Businesses and workers continue to slowly trickle back into city CBDs, with new data showing demand for office space increased an average 0.1 per cent in the past six months.
The Property Council’s Office Market Report found vacancy rates declined in half of Australia’s CBDs, while also recording a reduction in national sublease vacancy, which indicates more companies are fully using their existing space.
While the overall Australia-wide vacancy rate increased slightly from 12 to 12.5 per cent, it comes on the back of solid office construction activity, with the supply of office space exceeding the historical average.
Property Council of Australia Chief Executive Mike Zorbas said the latest data was encouraging and showed large levels of supply, rather than demand, was influencing vacancy results.
“This is the third six-month period of positive demand nationally for office space in our CBDs,” Mr Zorbas said.
“Organisations see that an office presence in our cities is an essential part of doing business.
“While new supply has increased total vacant space in some areas, these latest numbers are a vote of confidence in our CBDs.”
Overall non-CBD office vacancy rates dropped from 15.2 to 15.1 per cent, with tenant demand lifting 0.3 per cent.
Vacancy rates in Brisbane fell from 13.9 to 12.9 per cent, Perth dropped from 15.8 to 15.6 per cent and Hobart recorded a drop from 2.7 to 2.5 per cent.
In other capitals, vacancy rates rose from 8.6 to 8.9 per cent in Canberra, 10.1 to 11.3 per cent in Sydney and 12.9 to 13.8 per cent in Melbourne.
Adelaide’s vacancy lifted from 14.2 to 16.1 per cent, driven by above-average supply additions.

### Things to do
**A)** Echo the office vacancy article word for word, covering everything from "The Property Council’s" down to "the historical average.".
**B)** According to the office vacancy article, which cities saw their office vacancy rates rise?
**C)** In the office vacancy article, what change is reported for the overall non-CBD office vacancy rate?
The rows below come from a separate source unrelated to the office vacancy article.

### Region labeling items
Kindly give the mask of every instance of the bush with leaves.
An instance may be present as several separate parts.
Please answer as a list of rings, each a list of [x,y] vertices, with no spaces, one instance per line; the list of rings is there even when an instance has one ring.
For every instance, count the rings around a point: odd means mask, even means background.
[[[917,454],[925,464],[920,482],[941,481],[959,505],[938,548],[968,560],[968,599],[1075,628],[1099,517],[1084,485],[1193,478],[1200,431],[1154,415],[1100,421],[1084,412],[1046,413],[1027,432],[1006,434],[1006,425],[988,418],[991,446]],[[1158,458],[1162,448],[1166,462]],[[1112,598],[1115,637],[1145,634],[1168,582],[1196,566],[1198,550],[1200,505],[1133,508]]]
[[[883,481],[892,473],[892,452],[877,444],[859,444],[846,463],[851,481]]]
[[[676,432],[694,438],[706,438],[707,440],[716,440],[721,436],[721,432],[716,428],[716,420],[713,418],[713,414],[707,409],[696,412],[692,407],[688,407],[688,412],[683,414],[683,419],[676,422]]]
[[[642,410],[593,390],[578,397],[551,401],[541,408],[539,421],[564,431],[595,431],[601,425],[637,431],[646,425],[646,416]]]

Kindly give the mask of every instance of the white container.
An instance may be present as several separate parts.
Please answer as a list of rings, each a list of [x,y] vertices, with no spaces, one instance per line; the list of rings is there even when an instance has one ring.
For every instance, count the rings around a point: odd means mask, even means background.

### Solutions per task
**A)**
The Property Council’s Office Market Report found vacancy rates declined in half of Australia’s CBDs, while also recording a reduction in national sublease vacancy, which indicates more companies are fully using their existing space.
While the overall Australia-wide vacancy rate increased slightly from 12 to 12.5 per cent, it comes on the back of solid office construction activity, with the supply of office space exceeding the historical average.

**B)** Canberra, Sydney, Melbourne, Adelaide

**C)** It dropped from 15.2 to 15.1 per cent.